9 lut 2015

MAC Strobe Cream

MAC Strobe Cream kupiłam jeszcze w listopadzie, dlatego nadszedł czas na recenzję.
Najpierw wypadałoby napisać, co to w ogóle takiego, bo nie jest to wcale takie jednoznaczne ;). MAC Strobe Cream jest kremem nawilżająco-rozświetlającym, to po pierwsze, a po drugie może on być używany jako punktowy rozświetlacz, można go mieszać z podkładem (aby ten był rozświetlający) i można go używać pod podkład, aby skóra ziemista, szara, pozbawiona życia nabrała blasku.

Tu już tubeczka z dnia dzisiejszego, czyli po widocznym zużyciu ;)

* Zadania do wykonania:
a) Czy możesz zaktualizować wszystkie rekordy poniżej, zastępując w każdym z nich „flower head” przez „blossom” i nie zmieniając niczego innego?
b) Czy możesz dopisać dalszy ciąg recenzji kremu MAC Strobe Cream, zaczynając zaraz po jej ostatnim zdaniu?

* Wiersze danych:
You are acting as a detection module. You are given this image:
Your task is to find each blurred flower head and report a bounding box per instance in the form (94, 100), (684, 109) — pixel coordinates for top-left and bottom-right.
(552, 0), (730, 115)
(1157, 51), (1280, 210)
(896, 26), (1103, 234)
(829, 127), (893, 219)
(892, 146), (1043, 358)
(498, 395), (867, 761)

* Odpowiedzi do ćwiczenia:
a)
You are acting as a detection module. You are given this image:
Your task is to find each blurred blossom and report a bounding box per instance in the form (94, 100), (684, 109) — pixel coordinates for top-left and bottom-right.
(552, 0), (730, 115)
(1157, 51), (1280, 210)
(896, 26), (1103, 234)
(829, 127), (893, 219)
(892, 146), (1043, 358)
(498, 395), (867, 761)

b)
Od razu powiem,że bardzo ten produkt polubiłam, ale wydaje mi się,że jak to czasem bywa z wielozadaniowcami, że nie wszystko wyszło na 100%. Jako krem nawilżający, dla mojej skóry (suchej w okresie zimowym, ale nie przesuszonej) sprawdza się bardzo fajnie. Od razu czuję,że skóra jest nawilżona i rozświetlona. Krem nie jest tłusty, nie zostawia nieprzyjemnej tłusto-ciężkiej powłoki i jak dla mnie to nawilżenie jest wystarczające. Myślę jednak,że dla cer bardzo suchych do końca się nie sprawdzi. Kolejna sprawa to rozświetlenie. Krem nadaje zdrowy połysk, skóra od razu jest ożywiona i to jest bardzo efektowne. Natomiast nie widzę go kompletnie w roli rozświetlacza punktowego, to niestety nie jest jego główne zadanie i jest na to po prostu za słaby i nie można od niego oczekiwać rozświetlenia jakie da nam standardowy rozświetlacz.
Nie mniej tak jak pisałam bardzo go lubię, bo ma świetną konsystencje i skóra pięknie po nim wygląda no i ma przepiękny zapach.
Cena: 30ml -  42zł, 50ml - 140zł  Tak, to nie pomyłka, cena za 50ml pozostanie dla mnie na zawsze zagadką ;)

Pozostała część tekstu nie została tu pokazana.